:: TASK TO CARRY OUT ::
Starting with the line that contains "Please identify the teal", set down each line through the end of the entries below, exactly and with nothing added.

+++ EXERCISE INPUTS

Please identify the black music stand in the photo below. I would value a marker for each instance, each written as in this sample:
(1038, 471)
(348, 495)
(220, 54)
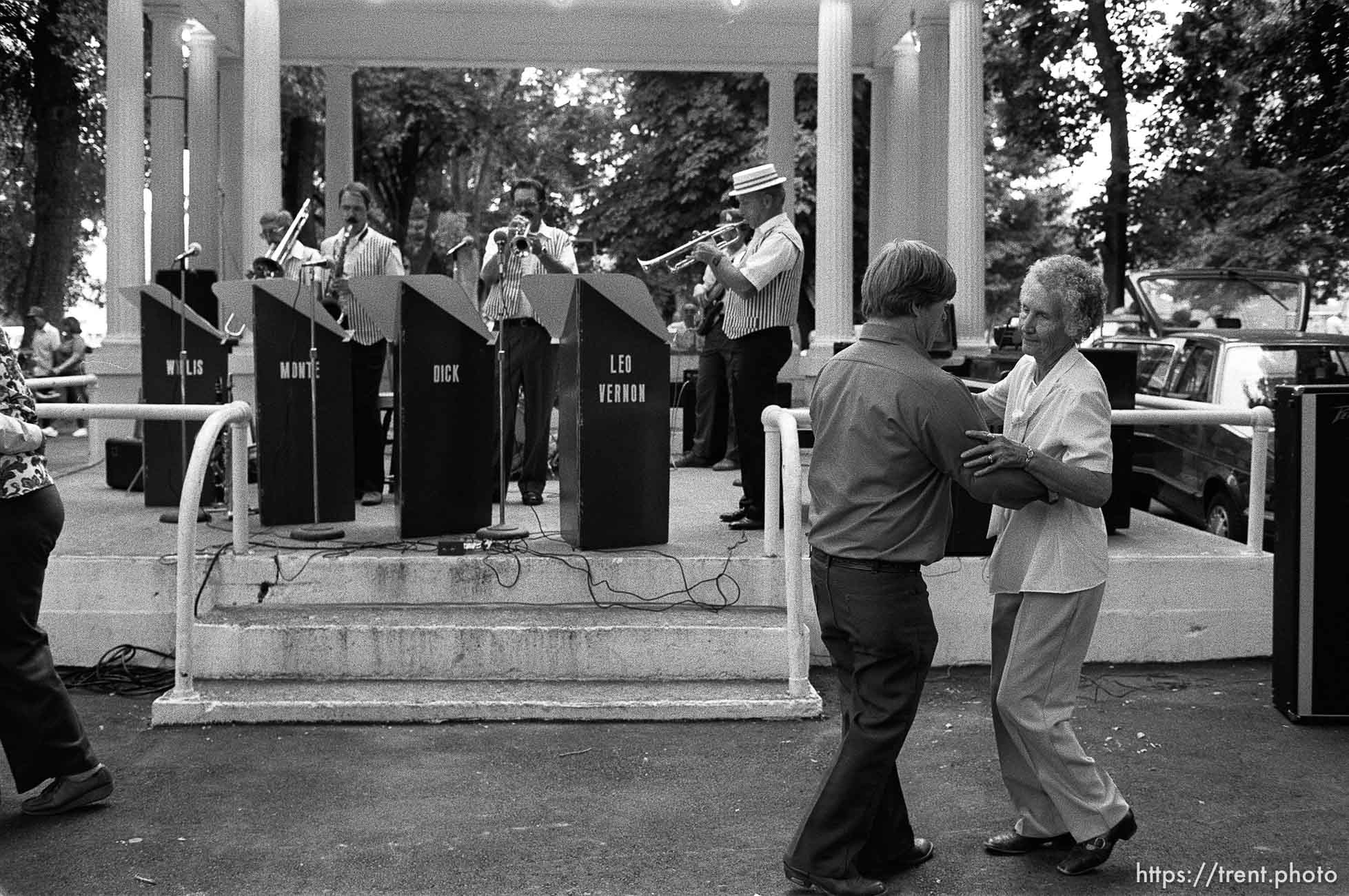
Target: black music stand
(444, 396)
(190, 369)
(314, 384)
(613, 403)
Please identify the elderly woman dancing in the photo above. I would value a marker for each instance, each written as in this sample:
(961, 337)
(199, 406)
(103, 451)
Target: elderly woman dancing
(39, 729)
(1048, 571)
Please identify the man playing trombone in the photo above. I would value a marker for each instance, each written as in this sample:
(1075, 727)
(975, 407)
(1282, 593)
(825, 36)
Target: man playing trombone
(761, 296)
(527, 246)
(276, 230)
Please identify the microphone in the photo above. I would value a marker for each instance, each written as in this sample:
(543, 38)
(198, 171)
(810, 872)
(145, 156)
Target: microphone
(463, 243)
(193, 249)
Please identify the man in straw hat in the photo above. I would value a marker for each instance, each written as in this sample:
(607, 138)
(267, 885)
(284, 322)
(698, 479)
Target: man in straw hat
(761, 297)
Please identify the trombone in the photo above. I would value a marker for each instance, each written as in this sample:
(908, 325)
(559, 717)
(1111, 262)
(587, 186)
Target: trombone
(723, 236)
(270, 265)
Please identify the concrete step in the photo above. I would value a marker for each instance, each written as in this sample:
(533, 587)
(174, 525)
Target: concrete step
(489, 642)
(394, 702)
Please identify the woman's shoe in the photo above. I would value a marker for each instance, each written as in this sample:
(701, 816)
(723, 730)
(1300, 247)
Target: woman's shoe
(1015, 844)
(833, 886)
(65, 794)
(1091, 853)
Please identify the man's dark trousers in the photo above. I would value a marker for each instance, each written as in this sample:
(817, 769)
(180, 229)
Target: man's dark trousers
(754, 363)
(531, 363)
(367, 370)
(714, 367)
(39, 728)
(878, 629)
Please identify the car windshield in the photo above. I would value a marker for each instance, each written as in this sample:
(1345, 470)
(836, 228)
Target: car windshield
(1233, 301)
(1251, 373)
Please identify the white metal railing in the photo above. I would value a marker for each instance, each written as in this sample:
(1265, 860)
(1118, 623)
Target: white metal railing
(61, 383)
(238, 416)
(783, 469)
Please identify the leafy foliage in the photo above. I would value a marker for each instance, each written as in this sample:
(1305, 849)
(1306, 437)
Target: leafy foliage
(1254, 134)
(52, 154)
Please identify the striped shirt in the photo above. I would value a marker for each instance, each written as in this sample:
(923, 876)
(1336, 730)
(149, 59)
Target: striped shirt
(506, 298)
(369, 254)
(773, 262)
(22, 466)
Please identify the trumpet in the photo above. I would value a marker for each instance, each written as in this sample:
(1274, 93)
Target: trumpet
(270, 265)
(722, 236)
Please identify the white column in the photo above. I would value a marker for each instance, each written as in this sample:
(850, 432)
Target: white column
(118, 362)
(235, 256)
(261, 188)
(934, 77)
(204, 147)
(834, 183)
(965, 179)
(339, 134)
(125, 167)
(168, 130)
(782, 130)
(906, 149)
(880, 222)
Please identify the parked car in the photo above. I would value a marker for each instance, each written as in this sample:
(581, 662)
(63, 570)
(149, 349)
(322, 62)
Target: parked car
(1202, 471)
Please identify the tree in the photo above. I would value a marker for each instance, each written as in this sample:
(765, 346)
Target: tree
(52, 173)
(1058, 72)
(1254, 134)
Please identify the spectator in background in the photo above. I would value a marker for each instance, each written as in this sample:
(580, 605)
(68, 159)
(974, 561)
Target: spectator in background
(46, 339)
(69, 358)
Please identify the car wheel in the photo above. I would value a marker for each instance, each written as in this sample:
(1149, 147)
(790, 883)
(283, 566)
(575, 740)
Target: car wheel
(1223, 518)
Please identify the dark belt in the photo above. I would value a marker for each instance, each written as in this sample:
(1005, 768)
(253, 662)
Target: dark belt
(875, 566)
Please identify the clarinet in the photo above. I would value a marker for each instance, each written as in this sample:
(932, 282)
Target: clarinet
(329, 298)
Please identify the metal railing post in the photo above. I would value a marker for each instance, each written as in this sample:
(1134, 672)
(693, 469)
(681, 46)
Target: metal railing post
(772, 480)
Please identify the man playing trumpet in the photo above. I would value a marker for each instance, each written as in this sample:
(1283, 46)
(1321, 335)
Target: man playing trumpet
(761, 296)
(527, 246)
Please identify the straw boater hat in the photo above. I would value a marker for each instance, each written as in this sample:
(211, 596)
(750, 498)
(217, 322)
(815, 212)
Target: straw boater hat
(755, 179)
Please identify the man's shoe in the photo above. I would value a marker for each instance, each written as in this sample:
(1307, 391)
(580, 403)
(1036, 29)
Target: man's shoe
(65, 794)
(915, 855)
(833, 886)
(1013, 844)
(1091, 853)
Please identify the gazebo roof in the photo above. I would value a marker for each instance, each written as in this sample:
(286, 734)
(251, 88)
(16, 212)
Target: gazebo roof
(603, 34)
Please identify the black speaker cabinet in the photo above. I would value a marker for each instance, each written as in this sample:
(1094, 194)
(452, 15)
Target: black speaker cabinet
(1310, 578)
(125, 463)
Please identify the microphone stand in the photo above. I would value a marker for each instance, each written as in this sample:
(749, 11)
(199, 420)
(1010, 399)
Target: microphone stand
(314, 531)
(502, 531)
(172, 516)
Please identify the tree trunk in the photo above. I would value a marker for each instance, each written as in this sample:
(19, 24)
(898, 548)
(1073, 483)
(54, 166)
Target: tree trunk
(57, 162)
(1115, 256)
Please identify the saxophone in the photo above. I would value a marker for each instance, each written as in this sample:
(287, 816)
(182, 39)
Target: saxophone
(331, 300)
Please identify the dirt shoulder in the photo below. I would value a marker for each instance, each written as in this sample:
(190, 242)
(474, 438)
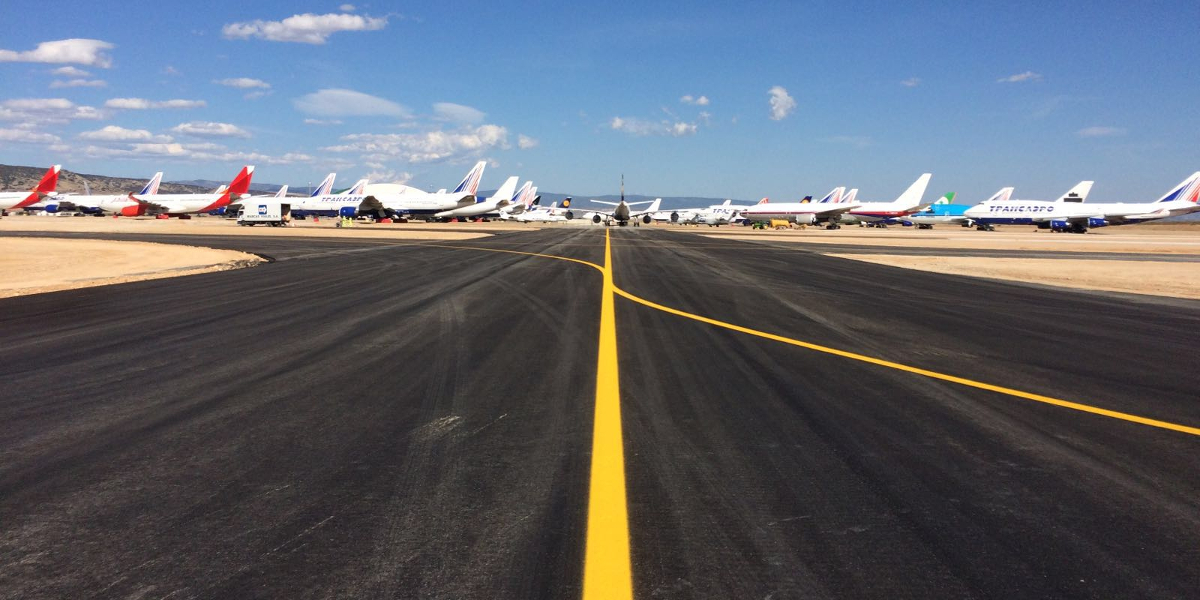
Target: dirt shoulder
(1176, 280)
(34, 265)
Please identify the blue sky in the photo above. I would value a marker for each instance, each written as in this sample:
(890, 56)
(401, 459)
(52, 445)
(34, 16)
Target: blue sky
(677, 96)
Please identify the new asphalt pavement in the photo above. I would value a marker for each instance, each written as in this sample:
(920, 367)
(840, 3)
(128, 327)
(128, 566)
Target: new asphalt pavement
(366, 418)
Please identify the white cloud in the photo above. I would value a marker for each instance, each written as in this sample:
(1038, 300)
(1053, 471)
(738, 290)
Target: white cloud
(115, 133)
(71, 72)
(76, 51)
(1029, 76)
(78, 83)
(145, 105)
(244, 83)
(781, 105)
(426, 147)
(635, 126)
(303, 28)
(526, 142)
(457, 113)
(22, 136)
(210, 130)
(335, 102)
(1101, 132)
(46, 111)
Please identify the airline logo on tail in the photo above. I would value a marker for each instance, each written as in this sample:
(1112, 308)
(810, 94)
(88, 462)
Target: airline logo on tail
(325, 186)
(45, 187)
(153, 185)
(1188, 190)
(471, 183)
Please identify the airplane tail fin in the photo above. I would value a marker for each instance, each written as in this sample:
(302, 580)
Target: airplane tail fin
(912, 196)
(469, 184)
(49, 180)
(1187, 190)
(357, 189)
(1002, 195)
(834, 196)
(1078, 193)
(240, 184)
(151, 186)
(325, 186)
(505, 192)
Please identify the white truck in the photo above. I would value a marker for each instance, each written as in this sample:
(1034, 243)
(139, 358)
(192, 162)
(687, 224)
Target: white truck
(275, 214)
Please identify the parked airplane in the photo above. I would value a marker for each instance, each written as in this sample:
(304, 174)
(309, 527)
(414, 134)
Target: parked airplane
(400, 199)
(90, 204)
(484, 205)
(945, 211)
(45, 187)
(993, 213)
(622, 213)
(801, 213)
(1078, 216)
(189, 203)
(880, 213)
(345, 204)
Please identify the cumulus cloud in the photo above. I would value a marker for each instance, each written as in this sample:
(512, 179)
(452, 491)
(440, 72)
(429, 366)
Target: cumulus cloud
(78, 83)
(336, 102)
(1099, 132)
(457, 113)
(426, 147)
(210, 130)
(19, 136)
(76, 51)
(115, 133)
(303, 28)
(46, 111)
(635, 126)
(244, 83)
(145, 105)
(1029, 76)
(526, 142)
(71, 72)
(781, 103)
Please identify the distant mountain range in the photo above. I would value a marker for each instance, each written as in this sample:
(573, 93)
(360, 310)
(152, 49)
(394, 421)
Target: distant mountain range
(15, 178)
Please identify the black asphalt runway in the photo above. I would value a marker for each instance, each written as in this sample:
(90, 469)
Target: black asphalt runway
(367, 418)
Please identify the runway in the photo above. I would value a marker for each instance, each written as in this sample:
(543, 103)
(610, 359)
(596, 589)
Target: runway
(373, 418)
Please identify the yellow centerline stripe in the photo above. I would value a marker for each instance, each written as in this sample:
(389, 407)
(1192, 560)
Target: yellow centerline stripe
(924, 372)
(606, 565)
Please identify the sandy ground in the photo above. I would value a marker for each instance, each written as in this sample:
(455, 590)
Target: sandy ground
(1176, 280)
(215, 226)
(1168, 239)
(30, 265)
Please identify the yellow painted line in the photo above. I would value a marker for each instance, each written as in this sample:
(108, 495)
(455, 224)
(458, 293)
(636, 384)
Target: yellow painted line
(924, 372)
(606, 565)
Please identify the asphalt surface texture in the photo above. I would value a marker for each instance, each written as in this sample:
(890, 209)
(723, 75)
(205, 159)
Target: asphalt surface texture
(365, 418)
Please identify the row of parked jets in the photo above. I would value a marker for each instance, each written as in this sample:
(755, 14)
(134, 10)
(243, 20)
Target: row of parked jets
(1069, 213)
(381, 201)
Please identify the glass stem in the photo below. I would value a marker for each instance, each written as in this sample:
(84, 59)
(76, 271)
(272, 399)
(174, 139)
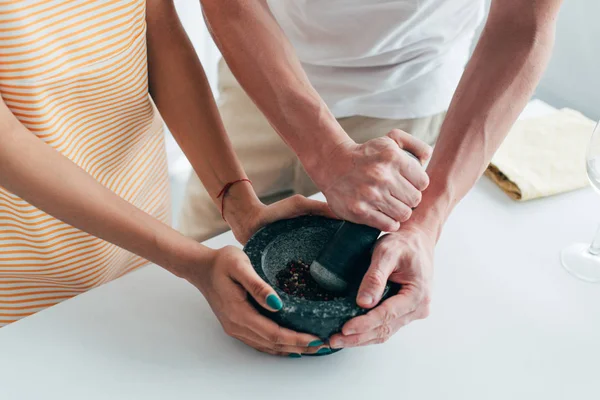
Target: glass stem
(595, 246)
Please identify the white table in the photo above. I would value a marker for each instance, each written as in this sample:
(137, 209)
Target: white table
(507, 323)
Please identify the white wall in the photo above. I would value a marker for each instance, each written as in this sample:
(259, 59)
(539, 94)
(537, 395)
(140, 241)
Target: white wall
(573, 75)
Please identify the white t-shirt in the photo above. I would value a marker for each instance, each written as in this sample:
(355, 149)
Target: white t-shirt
(382, 58)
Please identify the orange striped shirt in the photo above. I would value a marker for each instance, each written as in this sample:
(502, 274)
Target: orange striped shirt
(74, 72)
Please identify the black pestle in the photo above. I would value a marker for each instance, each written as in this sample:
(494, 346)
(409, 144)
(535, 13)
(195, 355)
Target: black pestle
(343, 262)
(345, 259)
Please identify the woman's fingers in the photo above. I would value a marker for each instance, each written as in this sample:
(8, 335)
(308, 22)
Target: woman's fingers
(258, 342)
(244, 274)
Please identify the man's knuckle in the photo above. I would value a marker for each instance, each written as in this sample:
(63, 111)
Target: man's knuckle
(358, 209)
(416, 198)
(389, 315)
(423, 181)
(404, 214)
(380, 340)
(376, 278)
(384, 332)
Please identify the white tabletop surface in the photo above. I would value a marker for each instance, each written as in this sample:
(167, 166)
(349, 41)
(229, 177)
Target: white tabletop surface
(507, 322)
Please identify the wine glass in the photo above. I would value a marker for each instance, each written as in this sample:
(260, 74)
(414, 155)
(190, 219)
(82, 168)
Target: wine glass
(582, 259)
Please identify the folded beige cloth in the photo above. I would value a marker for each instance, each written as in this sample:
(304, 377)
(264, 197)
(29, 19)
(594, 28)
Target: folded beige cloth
(543, 156)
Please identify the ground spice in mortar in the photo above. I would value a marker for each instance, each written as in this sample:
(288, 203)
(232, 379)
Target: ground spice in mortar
(295, 280)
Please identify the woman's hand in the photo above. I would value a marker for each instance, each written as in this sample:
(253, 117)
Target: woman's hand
(225, 283)
(245, 218)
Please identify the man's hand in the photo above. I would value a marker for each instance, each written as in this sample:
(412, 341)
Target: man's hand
(404, 257)
(375, 183)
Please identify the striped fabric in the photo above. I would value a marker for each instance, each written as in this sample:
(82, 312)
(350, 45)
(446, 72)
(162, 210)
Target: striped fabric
(74, 73)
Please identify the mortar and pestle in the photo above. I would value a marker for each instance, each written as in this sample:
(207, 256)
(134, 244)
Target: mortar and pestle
(339, 253)
(346, 250)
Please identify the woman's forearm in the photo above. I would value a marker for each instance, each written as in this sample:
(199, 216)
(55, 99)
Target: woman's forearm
(506, 66)
(183, 96)
(51, 182)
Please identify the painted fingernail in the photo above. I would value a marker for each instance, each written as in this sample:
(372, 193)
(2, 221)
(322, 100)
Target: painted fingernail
(274, 302)
(324, 350)
(364, 298)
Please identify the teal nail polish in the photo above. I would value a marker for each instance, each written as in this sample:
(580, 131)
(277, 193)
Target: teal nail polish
(274, 302)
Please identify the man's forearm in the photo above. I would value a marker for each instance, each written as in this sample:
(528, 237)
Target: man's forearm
(498, 81)
(266, 66)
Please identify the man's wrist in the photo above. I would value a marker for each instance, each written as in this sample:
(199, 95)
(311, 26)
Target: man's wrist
(433, 211)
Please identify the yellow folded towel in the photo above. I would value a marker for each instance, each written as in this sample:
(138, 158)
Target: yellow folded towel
(543, 156)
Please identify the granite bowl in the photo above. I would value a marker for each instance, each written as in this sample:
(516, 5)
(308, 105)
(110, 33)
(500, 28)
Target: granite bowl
(273, 247)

++++++

:: ANSWER FOR THE TASK ::
Please identify the teal nail polish in the photo above. I would value a marker for each instance, each written as in this sample:
(580, 131)
(277, 193)
Target: teal nail polish
(274, 302)
Please identify the man's forearm in the photo above. I would value a marker for each instance, each written as in this sample:
(528, 237)
Target: man's forearm
(498, 81)
(266, 66)
Please identify the man's wrist in the photo above. I would value a marker for each instance, each written as in this sample:
(199, 95)
(311, 26)
Target: man's wrist
(433, 211)
Please identify the yellow folded towel in the photo above. I would value a marker for each instance, each written as in this sample:
(138, 158)
Target: yellow folded towel
(543, 156)
Please identify the granite bowl in the photo above. I would value a marker for each instance, each written as in this sample:
(516, 5)
(308, 105)
(110, 33)
(500, 28)
Target: granite bowl
(273, 247)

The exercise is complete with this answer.